* Pointing dataset excerpts:
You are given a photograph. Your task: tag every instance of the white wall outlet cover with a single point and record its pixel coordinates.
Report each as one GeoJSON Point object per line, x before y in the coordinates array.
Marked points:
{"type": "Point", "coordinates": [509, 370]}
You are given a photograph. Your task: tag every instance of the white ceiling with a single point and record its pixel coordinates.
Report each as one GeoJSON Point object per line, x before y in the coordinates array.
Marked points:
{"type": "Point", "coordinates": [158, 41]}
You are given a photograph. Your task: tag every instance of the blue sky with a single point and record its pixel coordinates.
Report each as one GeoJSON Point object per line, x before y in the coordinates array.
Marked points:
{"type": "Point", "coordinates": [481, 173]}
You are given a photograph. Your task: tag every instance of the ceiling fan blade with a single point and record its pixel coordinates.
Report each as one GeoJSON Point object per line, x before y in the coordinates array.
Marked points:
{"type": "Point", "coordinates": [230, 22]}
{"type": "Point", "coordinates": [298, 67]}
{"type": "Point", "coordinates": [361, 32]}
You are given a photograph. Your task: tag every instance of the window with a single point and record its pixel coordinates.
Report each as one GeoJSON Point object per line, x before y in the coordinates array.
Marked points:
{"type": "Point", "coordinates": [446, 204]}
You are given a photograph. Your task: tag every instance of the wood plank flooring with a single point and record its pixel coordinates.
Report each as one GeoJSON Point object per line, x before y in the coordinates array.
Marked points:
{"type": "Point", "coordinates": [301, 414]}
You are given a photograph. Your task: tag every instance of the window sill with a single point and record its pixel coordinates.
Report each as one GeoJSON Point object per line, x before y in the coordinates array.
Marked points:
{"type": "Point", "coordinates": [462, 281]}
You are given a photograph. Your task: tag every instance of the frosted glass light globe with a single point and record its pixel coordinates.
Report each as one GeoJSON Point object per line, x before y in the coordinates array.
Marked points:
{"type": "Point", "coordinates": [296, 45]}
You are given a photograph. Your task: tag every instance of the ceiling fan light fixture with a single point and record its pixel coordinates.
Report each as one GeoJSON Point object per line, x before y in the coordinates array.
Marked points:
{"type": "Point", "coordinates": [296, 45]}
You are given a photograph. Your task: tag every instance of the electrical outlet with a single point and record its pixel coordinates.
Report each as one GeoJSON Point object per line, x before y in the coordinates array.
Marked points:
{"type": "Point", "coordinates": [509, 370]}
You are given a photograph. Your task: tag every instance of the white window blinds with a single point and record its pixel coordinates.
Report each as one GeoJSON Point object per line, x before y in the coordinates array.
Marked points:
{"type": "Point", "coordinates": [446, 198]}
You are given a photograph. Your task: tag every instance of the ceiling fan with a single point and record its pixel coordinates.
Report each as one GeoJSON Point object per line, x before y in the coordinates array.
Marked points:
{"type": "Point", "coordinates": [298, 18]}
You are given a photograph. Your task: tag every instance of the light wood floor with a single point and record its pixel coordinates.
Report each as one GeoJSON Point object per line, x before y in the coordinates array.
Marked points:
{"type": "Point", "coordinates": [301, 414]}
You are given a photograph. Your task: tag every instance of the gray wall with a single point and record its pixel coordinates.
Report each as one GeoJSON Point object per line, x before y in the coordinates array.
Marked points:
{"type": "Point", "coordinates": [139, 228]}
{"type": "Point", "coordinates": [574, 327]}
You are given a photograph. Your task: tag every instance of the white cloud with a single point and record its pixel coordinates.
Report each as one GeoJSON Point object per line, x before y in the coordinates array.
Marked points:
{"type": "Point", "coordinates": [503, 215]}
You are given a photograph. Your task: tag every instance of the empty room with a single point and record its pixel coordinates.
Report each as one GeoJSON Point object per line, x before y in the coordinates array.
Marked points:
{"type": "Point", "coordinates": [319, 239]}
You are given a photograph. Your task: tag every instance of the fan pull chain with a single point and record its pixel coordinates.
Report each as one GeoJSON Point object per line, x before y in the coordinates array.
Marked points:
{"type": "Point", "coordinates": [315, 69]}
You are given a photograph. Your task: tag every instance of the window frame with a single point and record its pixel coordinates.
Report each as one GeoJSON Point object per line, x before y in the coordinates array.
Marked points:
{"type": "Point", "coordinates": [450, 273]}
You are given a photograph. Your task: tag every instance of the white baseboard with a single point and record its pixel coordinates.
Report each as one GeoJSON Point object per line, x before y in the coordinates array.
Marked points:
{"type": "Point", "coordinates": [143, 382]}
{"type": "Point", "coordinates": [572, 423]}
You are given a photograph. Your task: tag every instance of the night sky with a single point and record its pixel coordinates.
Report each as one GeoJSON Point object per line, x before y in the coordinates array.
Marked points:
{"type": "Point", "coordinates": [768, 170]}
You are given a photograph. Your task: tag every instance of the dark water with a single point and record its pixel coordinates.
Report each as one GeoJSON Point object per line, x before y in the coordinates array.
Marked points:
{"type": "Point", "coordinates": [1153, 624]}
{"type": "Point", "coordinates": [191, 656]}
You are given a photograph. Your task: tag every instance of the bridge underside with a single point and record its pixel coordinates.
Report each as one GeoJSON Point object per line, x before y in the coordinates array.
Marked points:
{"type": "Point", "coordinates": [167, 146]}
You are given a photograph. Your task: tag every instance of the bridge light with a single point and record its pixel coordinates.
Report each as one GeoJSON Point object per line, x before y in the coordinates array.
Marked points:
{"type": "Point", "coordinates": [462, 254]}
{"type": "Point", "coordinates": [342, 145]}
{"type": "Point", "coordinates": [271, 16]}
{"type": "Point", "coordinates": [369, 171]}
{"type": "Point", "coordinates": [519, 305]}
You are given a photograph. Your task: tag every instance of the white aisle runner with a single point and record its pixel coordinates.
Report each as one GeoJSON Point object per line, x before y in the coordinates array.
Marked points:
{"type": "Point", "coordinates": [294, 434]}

* Written instruction:
Give the lines exactly as they stand, from the line with "of the dark" through the end of the material.

* Task response:
You are given a photograph. Your task: tag every instance of the dark water with a single point and record its pixel coordinates.
Report each as one GeoJSON Point object per line, x before y in the coordinates array.
Marked points:
{"type": "Point", "coordinates": [1153, 624]}
{"type": "Point", "coordinates": [191, 656]}
You are given a photograph. Your task: tag every instance of the bridge underside with a single point and record its pixel coordinates.
Report each as one GeoJSON Point object per line, x before y in the coordinates array.
Marked points:
{"type": "Point", "coordinates": [167, 146]}
You are given a photograph. Your task: tag every instance of the bridge light with a single point and record its pixel coordinates.
Report each as one GeoJSON Point object per line, x before y in the coordinates array.
Marked points:
{"type": "Point", "coordinates": [462, 254]}
{"type": "Point", "coordinates": [342, 145]}
{"type": "Point", "coordinates": [271, 16]}
{"type": "Point", "coordinates": [369, 171]}
{"type": "Point", "coordinates": [519, 305]}
You are given a photograph. Your task: tag every instance of the white aisle runner with a single point and record its pixel coordinates.
Report each as one GeoJSON Point object per line, x before y in the coordinates array.
Marked points:
{"type": "Point", "coordinates": [294, 434]}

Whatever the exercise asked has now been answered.